_SHORT EXERCISE A_
Can you retype the collection entries word for word, everything from the start of the records down to the line containing "[1186,447,1389,483]", with both ends included? Leave the pictures out of your answer.

_GIVEN TEXT_
As we round off this episode, we lean into the life cycle and retention of volunteers. We share a poignant story, a single unpleasant encounter that drastically reshaped our volunteer recruitment process. We then tap into the art of trusting our instincts for volunteer selection and tactfully guiding volunteers onward when the time is right. Tune in and be inspired by the immense power volunteers offer to our communities.
Brian Lawson: 0:00
Youth Ministry Institute original podcast. Welcome to the Making Sense Ministry podcast, a podcast designed to help you lead well ministry, transform your lives and impact generation. I’m Brian Lawson, back again with Kirsten Knox hey, kirsten.
Kirsten Knox: 0:17
Hey everybody, hey Brian.
Brian Lawson: 0:19
And we are excited to celebrate a new season, start a new season and we’ve got some great stuff to share. So I don’t know when our listeners are listening to this. Perhaps they’re listening to it shortly after they release it. But we just ended summer, yes, and I had a really cool experience, Kirsten. I want to share with you the I was had a really long day and I was exhausted, and I think we all know those days and those are the days when you’re out and about and you kind of hope you don’t see anybody. You know, I don’t know if you know these days- I got it yes. Yes. So my family and I, we were eating dinner at a restaurant, but it was like a quick service place so we were thought we could be in and out and no one would see us and we could be good. And we’re sitting there eating and then all of a sudden I see like a shadow hovering over to the right of myself. So I panic a little bit, wondering what a world’s happening. But then I look over and I see I see what is clearly a football player, right, so a high school football player. And then I look behind them and there’s this big group of high school football players that had come from practice it looks like you’re probably doing long summer practices right now and and he said Pastor Brian, and the whole time I’m like I don’t know if I know this person.
Kirsten Knox: 1:35
And I think I should cause.
Brian Lawson: 1:37
He knows who I am and I feel like at this point in time I’m supposed to know him, and so I wasn’t sure who he was. And he goes. Pastor Brian I, I know I hadn’t seen you in a while, but I just wanted to tell you. You were like the first person to tell me about Jesus and you were the one who really got me interested in faith and in Jesus and like here I am terrible day, don’t want to see anybody, and then hit with some incredible, you know gift from him to share that with me. I didn’t know who he was. I knew that I had to know him. I recognize like his mannerisms and he clearly knew me, and so I kept trying to remember who he was. So I’m trying to play it off like we do.
Kirsten Knox: 2:20
Brian Lawson: 2:23
But then I go home later and I looked through my Instagram feed and old pictures and I figure out who it was. So I hadn’t seen him in over four years.

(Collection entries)
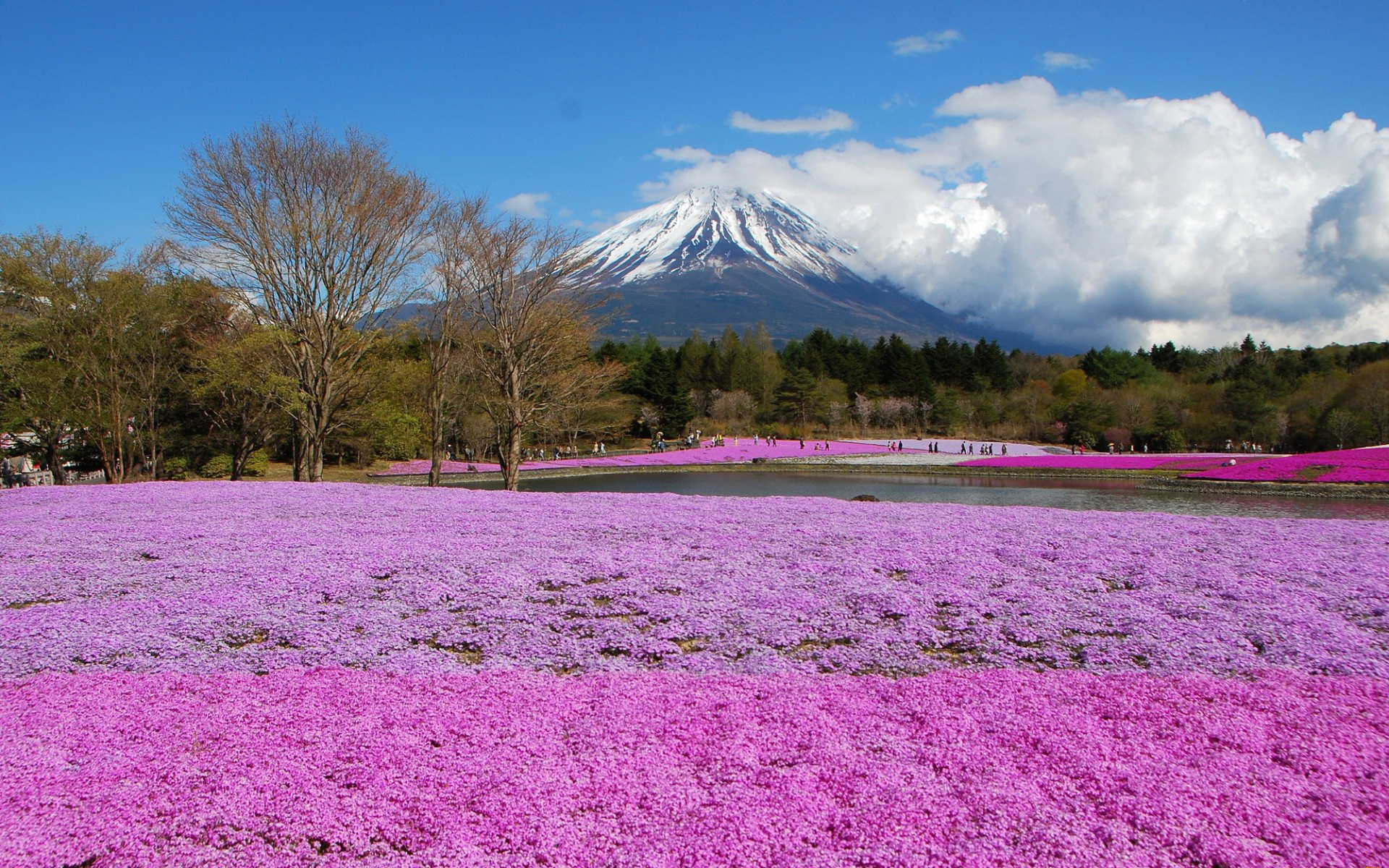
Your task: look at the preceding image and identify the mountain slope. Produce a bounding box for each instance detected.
[581,187,1022,341]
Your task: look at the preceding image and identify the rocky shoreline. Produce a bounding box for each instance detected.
[370,453,1389,500]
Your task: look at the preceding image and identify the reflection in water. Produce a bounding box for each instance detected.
[447,471,1389,519]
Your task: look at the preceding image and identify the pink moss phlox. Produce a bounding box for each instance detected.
[375,438,888,477]
[0,669,1389,868]
[0,482,1389,678]
[960,453,1229,471]
[1186,447,1389,483]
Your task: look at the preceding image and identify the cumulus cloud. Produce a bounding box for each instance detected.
[879,93,917,111]
[642,78,1389,347]
[501,193,550,219]
[888,30,964,54]
[1042,51,1095,69]
[728,110,854,136]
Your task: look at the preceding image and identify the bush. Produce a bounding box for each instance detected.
[197,456,232,479]
[242,448,269,477]
[164,459,187,482]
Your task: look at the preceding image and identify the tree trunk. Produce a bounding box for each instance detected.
[497,422,522,492]
[429,386,443,488]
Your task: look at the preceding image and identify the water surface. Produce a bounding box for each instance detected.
[447,471,1389,519]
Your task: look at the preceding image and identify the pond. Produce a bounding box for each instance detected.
[457,471,1389,521]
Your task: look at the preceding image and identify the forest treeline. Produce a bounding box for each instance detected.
[0,234,1389,480]
[598,329,1389,451]
[0,118,1389,488]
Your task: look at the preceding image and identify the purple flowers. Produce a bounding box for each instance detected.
[0,669,1389,868]
[1188,446,1389,482]
[375,438,888,477]
[967,453,1229,471]
[8,483,1389,867]
[0,483,1389,678]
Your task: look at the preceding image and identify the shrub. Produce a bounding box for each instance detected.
[164,457,187,482]
[242,448,269,477]
[197,454,232,479]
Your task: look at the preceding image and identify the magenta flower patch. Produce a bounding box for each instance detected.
[0,483,1389,868]
[967,453,1231,471]
[373,438,888,477]
[1188,446,1389,482]
[0,669,1389,868]
[0,482,1389,678]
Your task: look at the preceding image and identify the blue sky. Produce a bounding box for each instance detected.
[0,0,1389,348]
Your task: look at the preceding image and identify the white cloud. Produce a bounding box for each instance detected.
[642,78,1389,347]
[878,93,917,111]
[728,110,854,136]
[500,193,550,219]
[1042,51,1095,69]
[888,30,964,54]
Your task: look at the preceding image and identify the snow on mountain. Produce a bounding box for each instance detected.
[579,187,857,284]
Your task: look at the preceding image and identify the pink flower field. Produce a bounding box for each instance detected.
[1186,446,1389,482]
[0,480,1389,868]
[375,438,888,477]
[960,453,1231,471]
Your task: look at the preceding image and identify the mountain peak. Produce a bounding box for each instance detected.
[581,186,856,284]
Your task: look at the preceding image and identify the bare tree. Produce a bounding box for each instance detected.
[166,119,435,482]
[443,214,607,490]
[421,199,486,486]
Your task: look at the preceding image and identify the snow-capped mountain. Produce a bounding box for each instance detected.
[579,187,1027,343]
[581,187,857,284]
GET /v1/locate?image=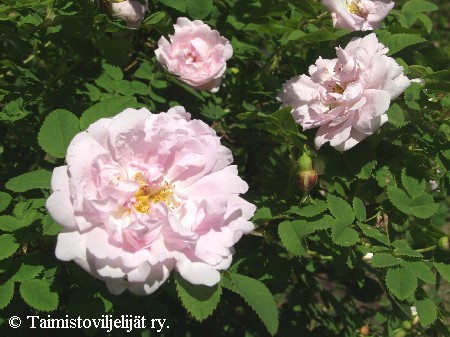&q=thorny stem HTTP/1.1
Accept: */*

[308,250,333,261]
[366,212,381,221]
[415,245,436,253]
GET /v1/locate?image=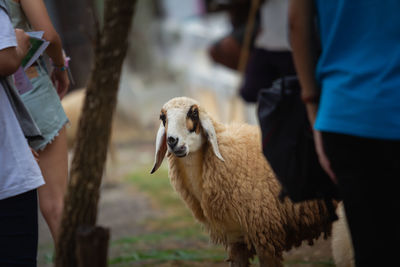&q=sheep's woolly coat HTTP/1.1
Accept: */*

[168,115,331,259]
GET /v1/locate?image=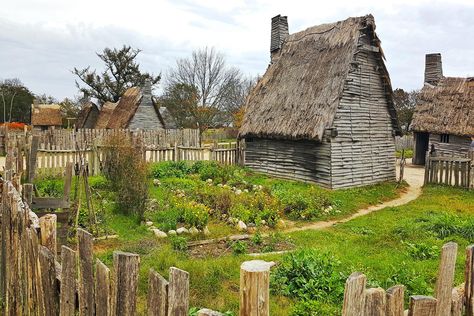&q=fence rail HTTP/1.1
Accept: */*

[424,154,474,188]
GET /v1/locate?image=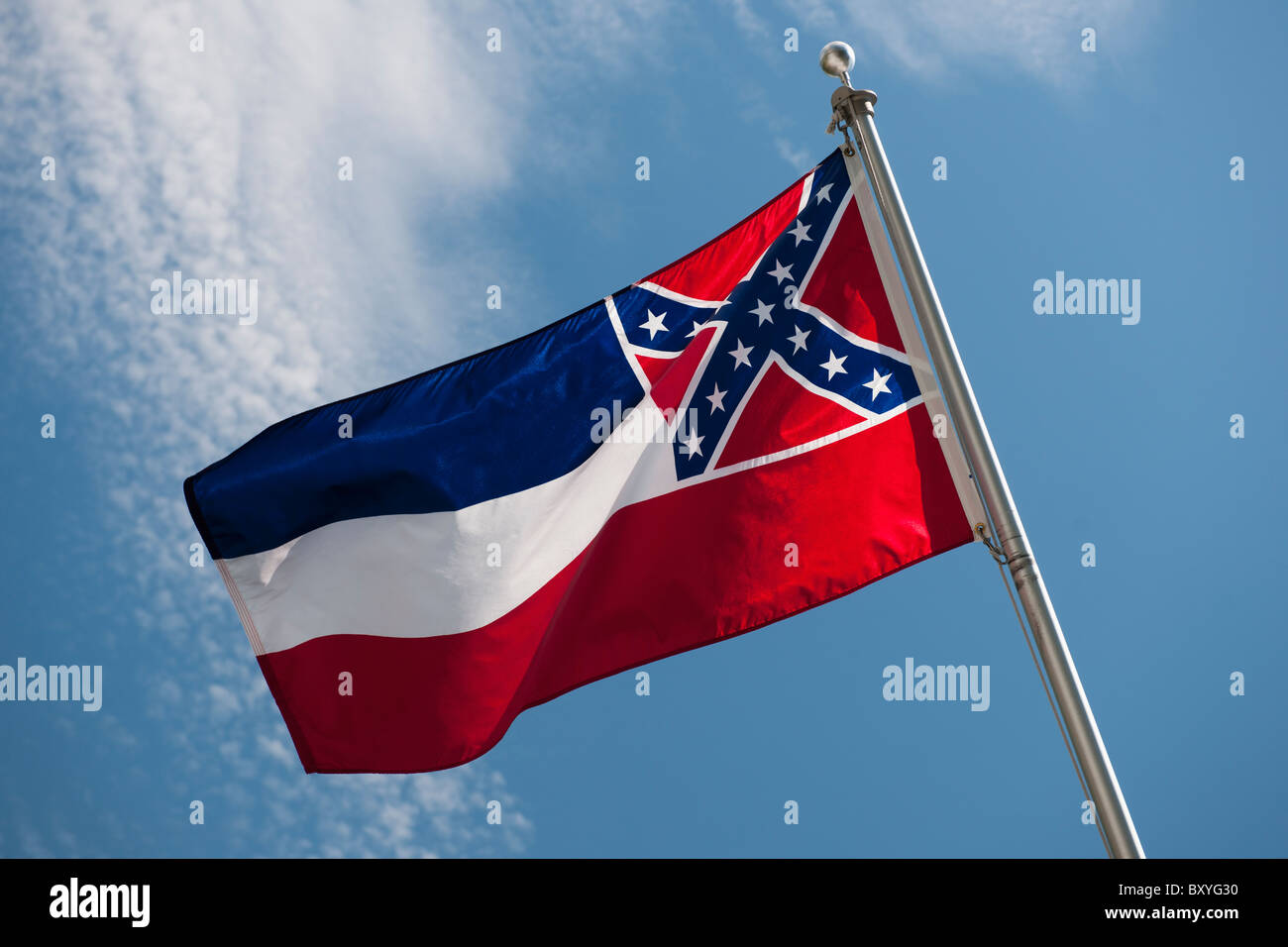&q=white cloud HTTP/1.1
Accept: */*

[0,0,592,856]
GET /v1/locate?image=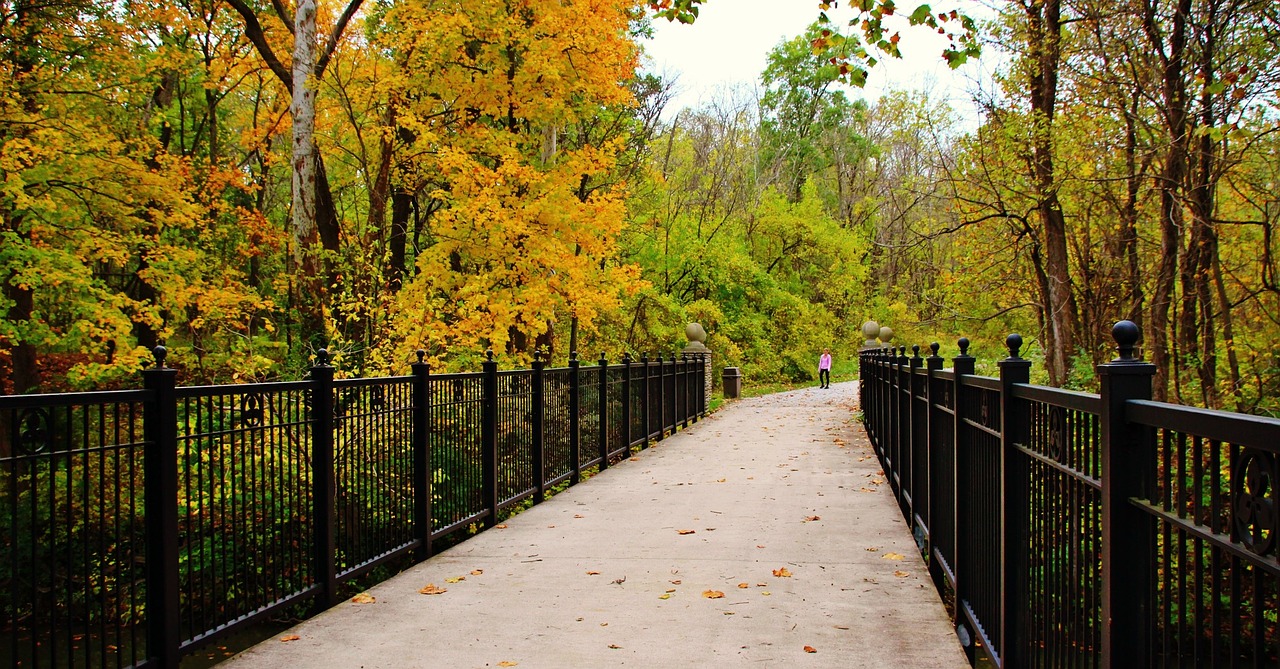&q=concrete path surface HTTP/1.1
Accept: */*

[224,382,968,669]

_SHORT EXERCISE B_
In the podcast transcript, how long had Brian Lawson gone without seeing the football player who approached him at the restaurant?

_RESULT A_
Your task: look at the preceding image and identify the mountain slope. Produce a bounding box for each instance detected.
[581,187,1022,341]
Your task: look at the preceding image and identify the rocky shoreline. Produce a bounding box for each instance detected.
[370,453,1389,500]
Your task: look at the preceding image and identify the reflection in water. Produce a bounding box for each instance detected.
[447,471,1389,519]
Your task: look at the preceding image and identify the pink moss phlox. Produce a bounding box for each instance detected.
[375,438,888,477]
[0,669,1389,868]
[0,482,1389,678]
[960,453,1229,471]
[1186,447,1389,483]

_RESULT B_
Over four years.